**Problem description:**
Pull out every line of the data below that contains the word "player", and keep in mind that case counts.

Object position labeling entries:
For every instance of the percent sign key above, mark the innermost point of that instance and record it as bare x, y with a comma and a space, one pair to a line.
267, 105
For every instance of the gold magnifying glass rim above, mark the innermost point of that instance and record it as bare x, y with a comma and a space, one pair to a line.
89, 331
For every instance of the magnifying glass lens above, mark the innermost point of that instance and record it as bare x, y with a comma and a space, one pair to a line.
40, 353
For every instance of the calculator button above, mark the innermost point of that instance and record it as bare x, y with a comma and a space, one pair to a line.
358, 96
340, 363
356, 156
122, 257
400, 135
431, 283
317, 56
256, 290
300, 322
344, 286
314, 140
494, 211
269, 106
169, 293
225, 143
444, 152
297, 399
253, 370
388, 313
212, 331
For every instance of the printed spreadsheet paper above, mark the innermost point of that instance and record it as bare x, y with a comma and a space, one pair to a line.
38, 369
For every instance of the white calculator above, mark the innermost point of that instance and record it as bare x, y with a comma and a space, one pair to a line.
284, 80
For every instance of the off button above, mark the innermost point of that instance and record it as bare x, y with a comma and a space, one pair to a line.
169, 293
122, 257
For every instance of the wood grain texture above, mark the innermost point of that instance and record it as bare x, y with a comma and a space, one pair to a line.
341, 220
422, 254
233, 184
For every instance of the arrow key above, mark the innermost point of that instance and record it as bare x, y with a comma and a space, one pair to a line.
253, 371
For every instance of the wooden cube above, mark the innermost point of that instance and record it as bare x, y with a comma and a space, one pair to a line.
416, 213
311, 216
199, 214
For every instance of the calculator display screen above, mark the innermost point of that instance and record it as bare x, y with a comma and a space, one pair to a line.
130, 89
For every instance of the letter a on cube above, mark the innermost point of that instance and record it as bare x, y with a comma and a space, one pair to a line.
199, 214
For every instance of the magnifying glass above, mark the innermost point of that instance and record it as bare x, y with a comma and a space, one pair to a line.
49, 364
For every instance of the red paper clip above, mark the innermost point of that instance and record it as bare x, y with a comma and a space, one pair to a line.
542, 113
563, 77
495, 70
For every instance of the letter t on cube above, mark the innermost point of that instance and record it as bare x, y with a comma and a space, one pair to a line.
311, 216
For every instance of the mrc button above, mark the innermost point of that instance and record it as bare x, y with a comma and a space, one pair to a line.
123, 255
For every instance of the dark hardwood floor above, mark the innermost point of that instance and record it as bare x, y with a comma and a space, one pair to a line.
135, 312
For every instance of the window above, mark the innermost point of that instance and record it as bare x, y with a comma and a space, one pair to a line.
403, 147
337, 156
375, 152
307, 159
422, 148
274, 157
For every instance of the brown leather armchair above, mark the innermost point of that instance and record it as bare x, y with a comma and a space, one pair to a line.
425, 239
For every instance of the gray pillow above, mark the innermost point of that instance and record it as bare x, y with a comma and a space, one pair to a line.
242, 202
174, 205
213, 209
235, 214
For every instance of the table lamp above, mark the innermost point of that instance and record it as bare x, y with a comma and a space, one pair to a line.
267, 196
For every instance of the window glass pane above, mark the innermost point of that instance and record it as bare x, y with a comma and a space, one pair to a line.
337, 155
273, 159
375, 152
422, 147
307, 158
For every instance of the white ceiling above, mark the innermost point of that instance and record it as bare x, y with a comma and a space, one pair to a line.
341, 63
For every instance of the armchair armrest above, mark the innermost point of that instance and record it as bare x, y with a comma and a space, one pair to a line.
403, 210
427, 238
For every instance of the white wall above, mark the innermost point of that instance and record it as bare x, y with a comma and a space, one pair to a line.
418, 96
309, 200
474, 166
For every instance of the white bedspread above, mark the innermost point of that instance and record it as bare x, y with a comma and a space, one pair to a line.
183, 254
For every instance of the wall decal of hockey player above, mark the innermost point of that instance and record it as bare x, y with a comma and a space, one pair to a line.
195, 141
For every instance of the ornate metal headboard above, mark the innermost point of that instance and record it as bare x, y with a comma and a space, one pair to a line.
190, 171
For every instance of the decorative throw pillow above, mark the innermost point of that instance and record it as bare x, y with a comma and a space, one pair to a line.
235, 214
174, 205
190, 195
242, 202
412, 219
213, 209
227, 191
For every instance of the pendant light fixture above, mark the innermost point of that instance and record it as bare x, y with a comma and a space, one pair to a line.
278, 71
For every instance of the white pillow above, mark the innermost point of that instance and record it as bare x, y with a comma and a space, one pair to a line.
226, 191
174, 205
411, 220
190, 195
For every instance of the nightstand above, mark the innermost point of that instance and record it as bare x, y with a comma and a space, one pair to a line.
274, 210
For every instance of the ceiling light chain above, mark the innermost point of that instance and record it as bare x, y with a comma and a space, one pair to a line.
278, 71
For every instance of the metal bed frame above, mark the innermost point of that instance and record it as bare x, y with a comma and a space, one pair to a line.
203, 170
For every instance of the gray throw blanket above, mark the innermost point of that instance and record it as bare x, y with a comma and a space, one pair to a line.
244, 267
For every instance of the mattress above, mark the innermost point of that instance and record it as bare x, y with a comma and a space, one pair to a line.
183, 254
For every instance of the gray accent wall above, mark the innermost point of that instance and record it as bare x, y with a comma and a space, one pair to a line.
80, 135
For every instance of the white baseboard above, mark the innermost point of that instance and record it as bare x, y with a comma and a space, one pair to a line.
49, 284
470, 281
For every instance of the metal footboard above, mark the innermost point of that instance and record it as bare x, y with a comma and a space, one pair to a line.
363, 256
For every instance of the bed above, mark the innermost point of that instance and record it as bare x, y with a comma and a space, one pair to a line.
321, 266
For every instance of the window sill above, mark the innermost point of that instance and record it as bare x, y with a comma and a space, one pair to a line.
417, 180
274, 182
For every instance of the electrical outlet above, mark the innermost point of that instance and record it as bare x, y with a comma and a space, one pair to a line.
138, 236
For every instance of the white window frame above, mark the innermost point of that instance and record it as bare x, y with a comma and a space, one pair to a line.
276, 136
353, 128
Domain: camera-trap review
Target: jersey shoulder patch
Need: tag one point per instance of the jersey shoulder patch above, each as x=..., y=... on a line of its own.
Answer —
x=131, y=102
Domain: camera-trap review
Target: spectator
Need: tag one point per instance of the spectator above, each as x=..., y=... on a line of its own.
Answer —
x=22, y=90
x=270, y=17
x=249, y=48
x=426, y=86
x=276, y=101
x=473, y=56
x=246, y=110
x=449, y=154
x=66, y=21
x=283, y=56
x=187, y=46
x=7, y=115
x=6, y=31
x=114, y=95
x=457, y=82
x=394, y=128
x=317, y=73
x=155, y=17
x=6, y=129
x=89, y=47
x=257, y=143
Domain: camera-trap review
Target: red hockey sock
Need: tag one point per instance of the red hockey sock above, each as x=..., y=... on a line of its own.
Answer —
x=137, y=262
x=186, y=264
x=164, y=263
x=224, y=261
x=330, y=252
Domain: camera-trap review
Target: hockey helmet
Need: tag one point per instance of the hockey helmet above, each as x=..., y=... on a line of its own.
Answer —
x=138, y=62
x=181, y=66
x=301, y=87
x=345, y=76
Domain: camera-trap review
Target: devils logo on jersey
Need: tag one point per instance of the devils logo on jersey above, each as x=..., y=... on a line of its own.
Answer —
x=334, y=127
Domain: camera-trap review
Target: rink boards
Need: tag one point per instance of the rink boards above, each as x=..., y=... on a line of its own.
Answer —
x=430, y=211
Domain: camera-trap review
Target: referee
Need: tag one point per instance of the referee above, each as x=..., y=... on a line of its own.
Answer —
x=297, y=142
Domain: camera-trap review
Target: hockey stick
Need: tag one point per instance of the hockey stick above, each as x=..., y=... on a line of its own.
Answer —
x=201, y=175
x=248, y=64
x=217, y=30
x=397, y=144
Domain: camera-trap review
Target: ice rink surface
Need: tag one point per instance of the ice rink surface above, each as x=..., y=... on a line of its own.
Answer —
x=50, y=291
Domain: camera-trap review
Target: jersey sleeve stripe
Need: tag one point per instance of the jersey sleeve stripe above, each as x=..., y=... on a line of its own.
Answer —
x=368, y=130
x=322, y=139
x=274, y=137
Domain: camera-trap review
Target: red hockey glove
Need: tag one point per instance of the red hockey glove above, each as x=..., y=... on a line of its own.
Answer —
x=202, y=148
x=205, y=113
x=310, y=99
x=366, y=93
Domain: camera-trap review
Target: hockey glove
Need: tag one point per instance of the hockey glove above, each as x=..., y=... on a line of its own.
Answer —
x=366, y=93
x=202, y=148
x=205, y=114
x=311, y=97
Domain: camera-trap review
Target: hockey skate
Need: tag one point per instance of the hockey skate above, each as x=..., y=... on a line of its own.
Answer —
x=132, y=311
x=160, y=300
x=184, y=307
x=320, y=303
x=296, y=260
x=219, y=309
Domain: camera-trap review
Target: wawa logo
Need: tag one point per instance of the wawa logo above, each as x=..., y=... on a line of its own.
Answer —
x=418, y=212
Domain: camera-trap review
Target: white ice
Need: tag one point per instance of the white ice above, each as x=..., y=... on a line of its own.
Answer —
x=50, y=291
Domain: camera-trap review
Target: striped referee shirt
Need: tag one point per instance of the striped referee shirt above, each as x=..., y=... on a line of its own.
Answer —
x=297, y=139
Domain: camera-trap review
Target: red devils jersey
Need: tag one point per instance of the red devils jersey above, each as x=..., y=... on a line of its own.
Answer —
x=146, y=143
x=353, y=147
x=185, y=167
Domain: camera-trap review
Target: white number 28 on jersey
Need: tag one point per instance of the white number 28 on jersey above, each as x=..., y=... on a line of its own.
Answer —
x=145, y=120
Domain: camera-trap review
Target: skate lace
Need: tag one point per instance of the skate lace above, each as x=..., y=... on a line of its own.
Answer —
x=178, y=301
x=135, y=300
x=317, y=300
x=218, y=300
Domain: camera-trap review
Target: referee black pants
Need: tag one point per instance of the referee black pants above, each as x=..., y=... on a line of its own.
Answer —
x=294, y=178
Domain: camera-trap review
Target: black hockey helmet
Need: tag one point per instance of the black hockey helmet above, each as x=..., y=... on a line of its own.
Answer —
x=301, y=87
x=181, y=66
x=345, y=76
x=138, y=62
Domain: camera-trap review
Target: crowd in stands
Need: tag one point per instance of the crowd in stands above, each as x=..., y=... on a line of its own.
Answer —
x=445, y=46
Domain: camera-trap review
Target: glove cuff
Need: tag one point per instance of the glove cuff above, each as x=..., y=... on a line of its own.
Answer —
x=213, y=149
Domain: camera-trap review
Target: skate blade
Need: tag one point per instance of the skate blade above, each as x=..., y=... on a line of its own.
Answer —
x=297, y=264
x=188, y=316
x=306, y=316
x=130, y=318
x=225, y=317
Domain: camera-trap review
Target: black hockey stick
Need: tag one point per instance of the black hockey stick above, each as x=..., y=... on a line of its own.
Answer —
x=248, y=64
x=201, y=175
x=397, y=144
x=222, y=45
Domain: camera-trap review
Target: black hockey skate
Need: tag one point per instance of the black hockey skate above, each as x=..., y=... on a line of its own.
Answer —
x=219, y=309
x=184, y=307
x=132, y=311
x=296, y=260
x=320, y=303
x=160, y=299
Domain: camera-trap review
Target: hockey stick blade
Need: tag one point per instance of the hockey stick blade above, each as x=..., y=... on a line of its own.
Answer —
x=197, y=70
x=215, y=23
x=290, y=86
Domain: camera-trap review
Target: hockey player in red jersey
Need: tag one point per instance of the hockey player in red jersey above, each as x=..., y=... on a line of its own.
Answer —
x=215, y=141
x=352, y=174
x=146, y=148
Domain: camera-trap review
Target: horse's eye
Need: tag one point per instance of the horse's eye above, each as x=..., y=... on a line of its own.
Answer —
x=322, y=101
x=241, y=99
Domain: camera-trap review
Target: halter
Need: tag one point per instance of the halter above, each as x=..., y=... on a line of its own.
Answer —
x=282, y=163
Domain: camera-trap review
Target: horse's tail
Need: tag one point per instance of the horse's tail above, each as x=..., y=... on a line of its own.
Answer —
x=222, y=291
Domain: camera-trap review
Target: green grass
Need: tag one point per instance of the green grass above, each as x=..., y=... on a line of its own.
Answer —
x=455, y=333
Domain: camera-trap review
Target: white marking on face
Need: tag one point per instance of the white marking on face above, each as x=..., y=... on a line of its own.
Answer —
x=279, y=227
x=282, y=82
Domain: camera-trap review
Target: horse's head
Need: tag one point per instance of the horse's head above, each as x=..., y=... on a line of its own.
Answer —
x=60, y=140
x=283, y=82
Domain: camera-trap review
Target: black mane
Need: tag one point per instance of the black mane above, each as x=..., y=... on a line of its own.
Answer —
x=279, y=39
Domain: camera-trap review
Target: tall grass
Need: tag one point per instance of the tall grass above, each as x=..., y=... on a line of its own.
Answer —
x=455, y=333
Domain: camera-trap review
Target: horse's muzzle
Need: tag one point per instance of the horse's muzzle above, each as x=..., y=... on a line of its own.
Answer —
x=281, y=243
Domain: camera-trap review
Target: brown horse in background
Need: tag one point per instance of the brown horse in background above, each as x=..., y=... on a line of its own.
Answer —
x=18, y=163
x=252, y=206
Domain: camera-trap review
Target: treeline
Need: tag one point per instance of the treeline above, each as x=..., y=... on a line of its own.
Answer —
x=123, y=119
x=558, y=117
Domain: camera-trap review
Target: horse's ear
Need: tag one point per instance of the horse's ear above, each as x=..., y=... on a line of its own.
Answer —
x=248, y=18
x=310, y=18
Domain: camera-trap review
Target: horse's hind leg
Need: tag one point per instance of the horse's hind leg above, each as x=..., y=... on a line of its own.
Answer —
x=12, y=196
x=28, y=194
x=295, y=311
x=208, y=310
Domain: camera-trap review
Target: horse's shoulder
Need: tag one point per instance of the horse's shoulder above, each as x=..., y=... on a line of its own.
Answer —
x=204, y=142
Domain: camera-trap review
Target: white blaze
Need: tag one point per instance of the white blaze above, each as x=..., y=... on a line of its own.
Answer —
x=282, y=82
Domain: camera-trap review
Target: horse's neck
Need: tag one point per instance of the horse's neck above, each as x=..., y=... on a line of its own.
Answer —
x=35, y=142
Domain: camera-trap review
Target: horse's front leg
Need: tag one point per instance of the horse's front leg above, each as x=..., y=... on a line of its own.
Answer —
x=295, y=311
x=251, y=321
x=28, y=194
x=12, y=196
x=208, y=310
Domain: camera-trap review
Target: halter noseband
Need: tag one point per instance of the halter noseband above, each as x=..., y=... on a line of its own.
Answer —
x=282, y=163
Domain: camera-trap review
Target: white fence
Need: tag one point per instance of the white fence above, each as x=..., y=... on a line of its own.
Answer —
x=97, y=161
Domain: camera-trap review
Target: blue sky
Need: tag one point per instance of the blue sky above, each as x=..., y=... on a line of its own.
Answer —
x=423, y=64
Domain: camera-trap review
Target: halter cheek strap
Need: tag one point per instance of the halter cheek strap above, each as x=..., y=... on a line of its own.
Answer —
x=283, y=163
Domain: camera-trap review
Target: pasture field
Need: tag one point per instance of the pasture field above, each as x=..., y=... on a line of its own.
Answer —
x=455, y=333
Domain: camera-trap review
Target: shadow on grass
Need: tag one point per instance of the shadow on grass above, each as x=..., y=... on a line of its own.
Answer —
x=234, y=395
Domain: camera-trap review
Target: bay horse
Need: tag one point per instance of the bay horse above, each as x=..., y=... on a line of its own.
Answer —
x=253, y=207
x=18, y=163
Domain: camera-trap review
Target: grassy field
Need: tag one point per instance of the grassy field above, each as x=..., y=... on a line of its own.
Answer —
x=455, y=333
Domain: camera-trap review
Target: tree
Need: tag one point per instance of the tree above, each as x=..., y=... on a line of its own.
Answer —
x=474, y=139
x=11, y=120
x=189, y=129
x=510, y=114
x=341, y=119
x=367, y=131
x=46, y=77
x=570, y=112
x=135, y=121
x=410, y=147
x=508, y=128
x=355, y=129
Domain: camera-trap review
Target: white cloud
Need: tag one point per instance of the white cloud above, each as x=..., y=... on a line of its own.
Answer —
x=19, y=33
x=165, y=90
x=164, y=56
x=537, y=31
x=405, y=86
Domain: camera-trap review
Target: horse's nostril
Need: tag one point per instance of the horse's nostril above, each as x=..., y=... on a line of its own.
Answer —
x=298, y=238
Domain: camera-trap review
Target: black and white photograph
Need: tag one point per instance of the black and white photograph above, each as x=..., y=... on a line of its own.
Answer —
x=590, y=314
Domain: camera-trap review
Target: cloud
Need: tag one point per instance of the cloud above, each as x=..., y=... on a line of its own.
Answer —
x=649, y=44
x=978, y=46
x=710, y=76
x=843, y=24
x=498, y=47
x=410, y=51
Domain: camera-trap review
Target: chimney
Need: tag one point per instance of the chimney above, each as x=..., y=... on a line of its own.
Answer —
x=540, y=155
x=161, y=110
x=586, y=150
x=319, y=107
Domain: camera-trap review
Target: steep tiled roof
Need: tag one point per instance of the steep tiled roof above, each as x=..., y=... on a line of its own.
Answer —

**Answer:**
For every instance of the wall decal of hockey player above, mark the innermost point of that instance and record it as bare x, y with a comma and a space, one pair to a line.
Target: hockey player in red jersey
Need: tag one point per instance of the hockey player in red jersey above, each as x=..., y=... on a line of its own.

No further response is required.